:: TEXT SECTION ::
........

Young people, often excluded from school for bad behaviour, spend their days being taught traditional woodland management techniques and learning about the environmental importance of trees and the animals they support.
The schemes have the enthusiastic backing of the Woodland Trust, a charity that helps to protect and manage Britain’s ancient treescape.
The therapy will form an important part of the trust’s planned new wood of 600,000 native trees, covering 850 acres at Sandridge, near St Albans, Hertfordshire.
The Sunday Times is inviting readers to give £15 to buy land for a tree, pay for its planting and provide five years of care. Readers have already pledged 1,500 trees, and the newspaper has given another 100.
A report for the Countryside Agency, English Nature and the Rural Development Service concluded that the therapeutic effect of woodland included “a multitude of benefits on young people’s physical development, emotional and mental health and wellbeing, as well as their social development”.
At a centre in Hill Holt Wood near Norton Disney, Lincolnshire, up to 20 youngsters with difficult backgrounds work among the trees on the 22-acre site. Their woodcraft work includes coppicing overgrown trees, clearing dead undergrowth and cutting wood for use in gardens.
Those who have benefited include David Watson from Newark, who had been suspended from school for aggressive behaviour. He was drinking heavily and mixing with drug dealers who tried to make him act as a delivery boy. “When I got there I said no chance – I couldn’t see what it could do for me,” said David, now 19.

........

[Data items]

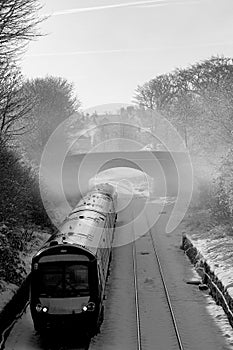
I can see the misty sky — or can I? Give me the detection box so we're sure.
[22,0,233,108]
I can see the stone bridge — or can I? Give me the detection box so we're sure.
[62,151,192,199]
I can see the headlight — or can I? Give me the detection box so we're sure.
[82,305,87,312]
[36,304,42,312]
[82,301,95,312]
[36,304,49,313]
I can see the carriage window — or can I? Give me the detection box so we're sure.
[39,262,89,298]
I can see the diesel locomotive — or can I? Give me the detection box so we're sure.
[30,184,117,335]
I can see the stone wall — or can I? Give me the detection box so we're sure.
[181,235,233,327]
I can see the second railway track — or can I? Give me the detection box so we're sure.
[132,211,185,350]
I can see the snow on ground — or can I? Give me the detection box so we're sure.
[0,228,49,312]
[182,209,233,344]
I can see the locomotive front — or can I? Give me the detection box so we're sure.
[31,243,99,331]
[30,185,116,335]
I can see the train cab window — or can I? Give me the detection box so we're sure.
[38,262,89,298]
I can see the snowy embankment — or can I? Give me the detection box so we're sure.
[182,213,233,327]
[0,229,50,340]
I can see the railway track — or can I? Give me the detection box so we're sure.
[132,213,184,350]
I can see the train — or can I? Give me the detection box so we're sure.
[30,183,117,336]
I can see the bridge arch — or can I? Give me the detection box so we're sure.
[98,158,144,174]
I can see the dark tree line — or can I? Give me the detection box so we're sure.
[135,57,233,151]
[0,0,79,290]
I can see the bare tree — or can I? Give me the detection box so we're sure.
[0,0,41,59]
[21,76,80,157]
[0,63,33,142]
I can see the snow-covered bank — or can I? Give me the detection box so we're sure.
[182,216,233,327]
[0,229,49,348]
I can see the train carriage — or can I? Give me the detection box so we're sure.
[30,184,116,334]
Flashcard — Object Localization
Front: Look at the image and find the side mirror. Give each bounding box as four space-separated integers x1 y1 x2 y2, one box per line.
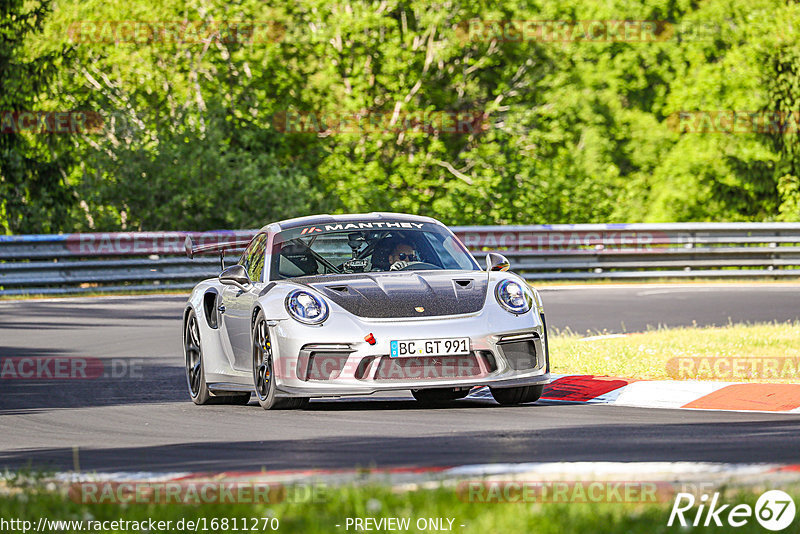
219 264 252 291
486 252 511 271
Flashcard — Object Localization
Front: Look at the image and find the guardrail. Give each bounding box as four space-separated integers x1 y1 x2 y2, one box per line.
0 223 800 295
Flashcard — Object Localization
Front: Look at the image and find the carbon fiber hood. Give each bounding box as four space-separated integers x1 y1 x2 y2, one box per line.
292 271 488 319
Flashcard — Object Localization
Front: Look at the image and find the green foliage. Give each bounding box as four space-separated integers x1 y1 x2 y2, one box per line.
0 0 800 232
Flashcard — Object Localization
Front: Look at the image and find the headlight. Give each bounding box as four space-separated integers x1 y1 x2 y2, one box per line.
494 280 533 315
286 289 328 324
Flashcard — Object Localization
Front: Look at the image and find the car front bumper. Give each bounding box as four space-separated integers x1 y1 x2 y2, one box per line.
270 307 550 397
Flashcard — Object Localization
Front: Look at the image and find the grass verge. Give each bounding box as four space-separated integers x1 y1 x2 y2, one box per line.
550 322 800 382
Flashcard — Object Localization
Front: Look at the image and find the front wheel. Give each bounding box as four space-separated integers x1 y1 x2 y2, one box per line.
253 311 308 410
411 388 470 403
489 385 544 406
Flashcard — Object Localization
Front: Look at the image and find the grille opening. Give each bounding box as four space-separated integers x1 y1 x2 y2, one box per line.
500 340 539 371
375 352 485 380
203 291 219 328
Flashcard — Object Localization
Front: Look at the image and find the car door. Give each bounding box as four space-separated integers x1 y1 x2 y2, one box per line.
222 234 267 371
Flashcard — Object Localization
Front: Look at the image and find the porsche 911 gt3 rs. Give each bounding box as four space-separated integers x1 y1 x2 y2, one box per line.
183 213 550 409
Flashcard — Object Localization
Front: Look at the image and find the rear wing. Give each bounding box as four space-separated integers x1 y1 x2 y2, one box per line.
183 235 251 270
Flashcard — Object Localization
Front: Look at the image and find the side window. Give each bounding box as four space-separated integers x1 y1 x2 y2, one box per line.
239 234 267 282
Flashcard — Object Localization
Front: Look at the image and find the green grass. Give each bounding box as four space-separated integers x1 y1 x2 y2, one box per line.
0 485 800 534
550 322 800 382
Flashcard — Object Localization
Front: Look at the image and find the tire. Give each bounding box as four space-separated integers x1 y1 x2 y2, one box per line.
183 310 211 405
411 387 471 404
251 311 308 410
489 385 544 406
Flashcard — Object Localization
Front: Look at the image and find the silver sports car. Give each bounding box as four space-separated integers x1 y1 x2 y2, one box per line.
183 213 550 409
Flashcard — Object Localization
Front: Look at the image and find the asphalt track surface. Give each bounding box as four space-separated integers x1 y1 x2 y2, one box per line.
0 285 800 472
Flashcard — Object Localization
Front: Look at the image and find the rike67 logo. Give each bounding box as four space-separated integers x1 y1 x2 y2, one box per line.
667 490 795 531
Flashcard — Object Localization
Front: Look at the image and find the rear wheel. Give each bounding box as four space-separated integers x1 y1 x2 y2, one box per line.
489 385 544 406
253 311 308 410
411 387 470 403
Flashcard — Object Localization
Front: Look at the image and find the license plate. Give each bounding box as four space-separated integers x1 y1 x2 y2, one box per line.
389 337 469 358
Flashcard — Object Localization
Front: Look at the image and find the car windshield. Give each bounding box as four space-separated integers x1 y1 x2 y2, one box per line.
270 222 480 280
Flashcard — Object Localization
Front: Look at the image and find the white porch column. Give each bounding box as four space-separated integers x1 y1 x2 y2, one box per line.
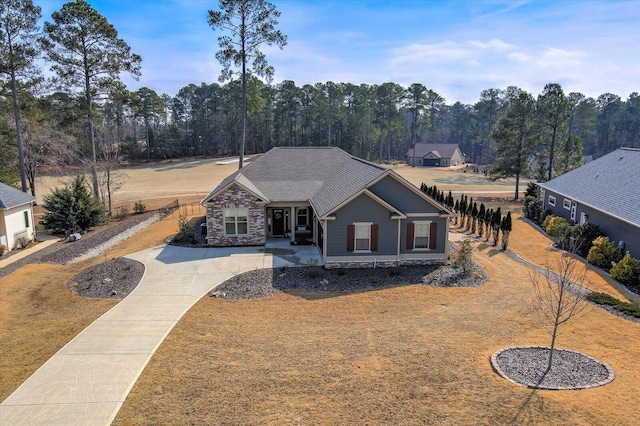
289 207 298 241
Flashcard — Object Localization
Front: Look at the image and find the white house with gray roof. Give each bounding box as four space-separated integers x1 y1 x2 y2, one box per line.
538 148 640 258
405 143 465 167
0 183 36 250
202 147 452 268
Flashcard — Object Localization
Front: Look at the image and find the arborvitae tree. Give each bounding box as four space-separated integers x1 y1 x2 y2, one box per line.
478 203 487 237
40 175 107 233
471 203 478 234
465 197 473 231
460 195 469 228
453 200 460 225
500 212 511 250
484 209 493 241
491 207 502 246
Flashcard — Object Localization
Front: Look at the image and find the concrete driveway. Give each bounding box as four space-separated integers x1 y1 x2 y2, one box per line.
0 240 322 426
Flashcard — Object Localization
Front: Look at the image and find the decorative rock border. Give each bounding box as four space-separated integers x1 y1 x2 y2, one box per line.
490 346 615 390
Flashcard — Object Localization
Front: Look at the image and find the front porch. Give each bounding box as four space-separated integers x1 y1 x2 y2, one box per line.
265 203 322 246
263 238 323 266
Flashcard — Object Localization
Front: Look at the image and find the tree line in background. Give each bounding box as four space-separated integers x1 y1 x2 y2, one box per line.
0 0 640 200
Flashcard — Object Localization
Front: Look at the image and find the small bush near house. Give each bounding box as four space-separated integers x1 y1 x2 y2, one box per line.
133 200 147 213
611 252 640 286
587 237 622 271
172 214 196 244
454 237 473 277
542 215 569 238
572 222 603 257
538 209 553 228
116 206 129 219
587 293 640 318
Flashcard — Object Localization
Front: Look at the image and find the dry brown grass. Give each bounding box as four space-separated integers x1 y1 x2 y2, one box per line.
0 262 117 401
114 216 640 425
0 213 198 401
36 158 528 208
7 160 640 425
36 159 238 208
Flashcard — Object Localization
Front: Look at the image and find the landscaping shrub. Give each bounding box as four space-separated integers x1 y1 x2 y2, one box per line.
538 209 553 228
172 214 196 244
587 293 640 318
522 182 540 222
454 237 473 277
611 252 640 285
133 200 147 213
587 237 622 271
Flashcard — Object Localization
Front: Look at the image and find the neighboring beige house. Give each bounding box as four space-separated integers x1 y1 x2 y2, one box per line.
0 183 36 250
406 143 465 167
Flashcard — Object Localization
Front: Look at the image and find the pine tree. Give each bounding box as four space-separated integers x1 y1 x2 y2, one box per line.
500 212 511 250
471 203 478 234
491 207 502 246
40 175 107 233
484 209 493 241
478 203 487 237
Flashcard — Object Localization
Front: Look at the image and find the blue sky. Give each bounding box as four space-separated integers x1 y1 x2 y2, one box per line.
34 0 640 104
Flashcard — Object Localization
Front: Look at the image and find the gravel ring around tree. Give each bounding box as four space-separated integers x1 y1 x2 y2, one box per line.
491 346 615 390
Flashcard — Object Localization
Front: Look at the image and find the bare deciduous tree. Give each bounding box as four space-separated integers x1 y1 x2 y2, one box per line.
531 254 590 374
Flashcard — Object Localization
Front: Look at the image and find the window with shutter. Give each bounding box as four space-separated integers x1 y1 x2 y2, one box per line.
347 223 378 252
407 221 438 250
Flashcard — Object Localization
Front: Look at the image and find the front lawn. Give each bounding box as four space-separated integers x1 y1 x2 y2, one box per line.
114 216 640 425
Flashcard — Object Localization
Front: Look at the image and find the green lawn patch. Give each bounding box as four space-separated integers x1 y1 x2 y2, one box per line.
587 292 640 318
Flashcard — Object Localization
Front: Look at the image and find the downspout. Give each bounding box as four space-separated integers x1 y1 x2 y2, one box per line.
396 219 402 264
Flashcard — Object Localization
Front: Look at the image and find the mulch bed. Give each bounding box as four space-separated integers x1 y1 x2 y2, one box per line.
67 257 144 299
491 346 615 390
209 265 486 300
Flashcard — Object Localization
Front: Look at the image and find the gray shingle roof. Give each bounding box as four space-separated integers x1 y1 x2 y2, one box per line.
0 182 36 210
538 148 640 226
311 157 387 217
203 147 387 216
407 143 458 158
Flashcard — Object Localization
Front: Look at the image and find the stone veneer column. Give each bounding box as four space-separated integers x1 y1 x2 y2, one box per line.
207 186 266 247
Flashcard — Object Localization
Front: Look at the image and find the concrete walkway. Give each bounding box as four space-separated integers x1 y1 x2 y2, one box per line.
0 240 322 426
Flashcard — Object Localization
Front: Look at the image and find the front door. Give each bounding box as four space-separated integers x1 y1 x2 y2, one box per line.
271 209 284 237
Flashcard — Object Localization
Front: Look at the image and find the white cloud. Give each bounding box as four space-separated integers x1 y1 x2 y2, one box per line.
469 38 516 52
507 52 531 62
537 47 585 68
391 41 471 65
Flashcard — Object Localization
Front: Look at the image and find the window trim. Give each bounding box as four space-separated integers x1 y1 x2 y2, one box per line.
222 207 249 237
296 207 309 226
353 222 373 253
412 220 432 251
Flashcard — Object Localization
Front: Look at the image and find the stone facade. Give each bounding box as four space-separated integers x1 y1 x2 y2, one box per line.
207 185 266 247
324 259 447 269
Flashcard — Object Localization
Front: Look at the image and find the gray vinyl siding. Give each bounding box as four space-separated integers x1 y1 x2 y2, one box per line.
369 176 439 213
544 189 640 259
326 194 398 257
400 216 448 254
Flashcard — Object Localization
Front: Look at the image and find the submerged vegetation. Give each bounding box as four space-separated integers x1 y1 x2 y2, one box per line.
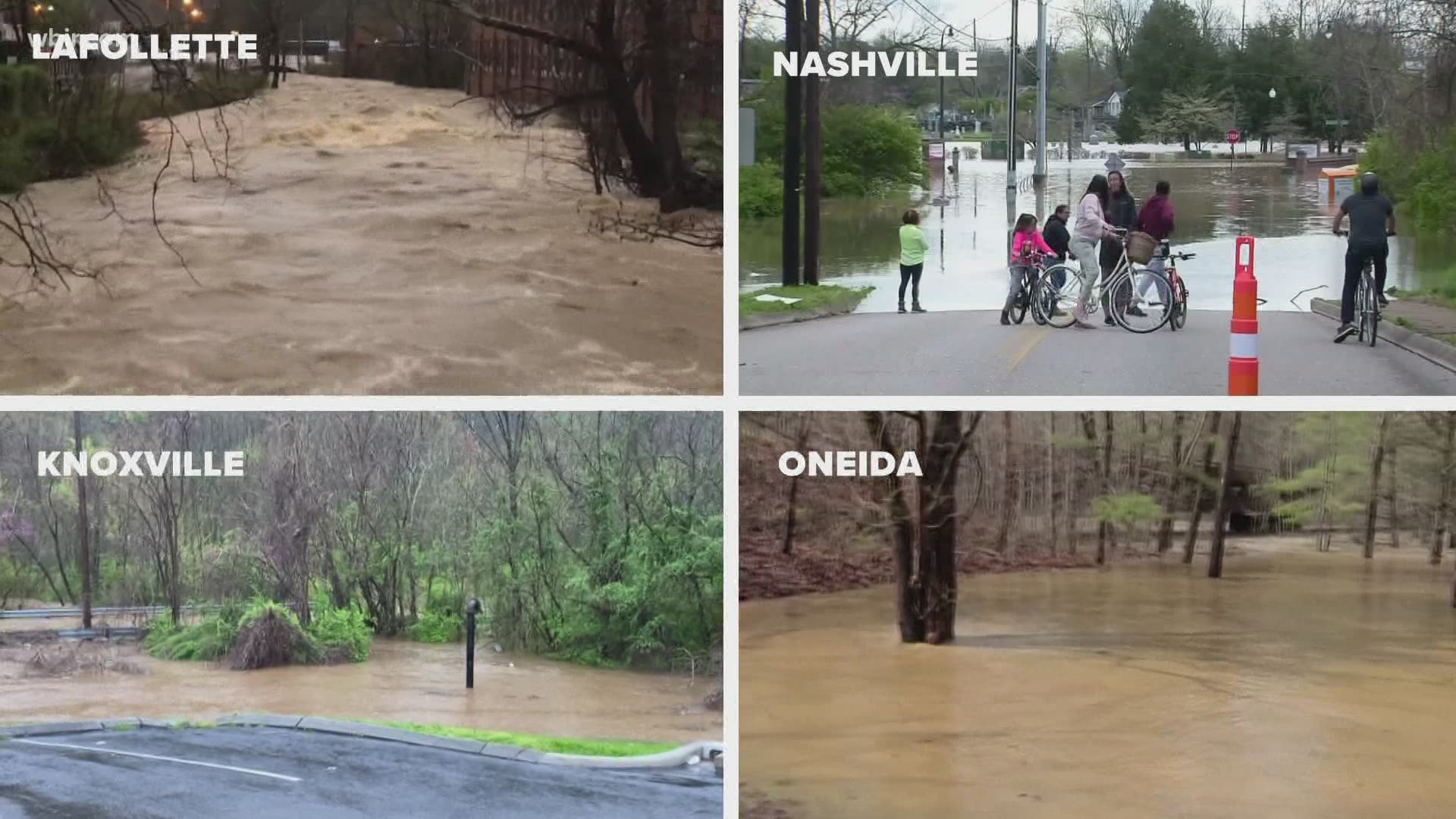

........

:: PROBLEM A ::
Condense the paragraph of the woodland therapy text that begins "At a centre in Hill Holt Wood" into a short bulleted list that keeps its main facts.
:: PROBLEM B ::
Carry the woodland therapy text forward, picking up right after its last sentence.

:: TASK RESPONSE A ::
- Site: Hill Holt Wood, near Norton Disney, Lincolnshire, covering 22 acres
- Up to 20 youngsters with difficult backgrounds work among the trees
- Their woodcraft includes coppicing overgrown trees, clearing dead undergrowth and cutting wood for use in gardens

:: TASK RESPONSE B ::
“I was a townie and had hardly ever been inside a wood. But the experience got me back on the straight and narrow and eventually I took and passed my exams, and I have now got a good job in a shop.
“If you had told me 10 years ago I would be helped by a wood I would have used some choice language. But I still go back to Hill Holt and I feel really comfortable there.”
As well as woodcraft, teenagers at Hill Holt are involved in projects to create environmentally friendly buildings. Nigel Lowthrop, owner of the wood and founder of the centre, said: “They arrive often angry and confused. The wood is an alien environment for them and they are completely out of their depths. Eventually it has an incredibly calming effect.”
The therapy has spread widely in America, championed by the author Richard Louv, author of Last Child in the Woods, who coined the term “nature deficit disorder” to describe the psychological problems he claimed are caused by children spending their lives cut off from the natural world.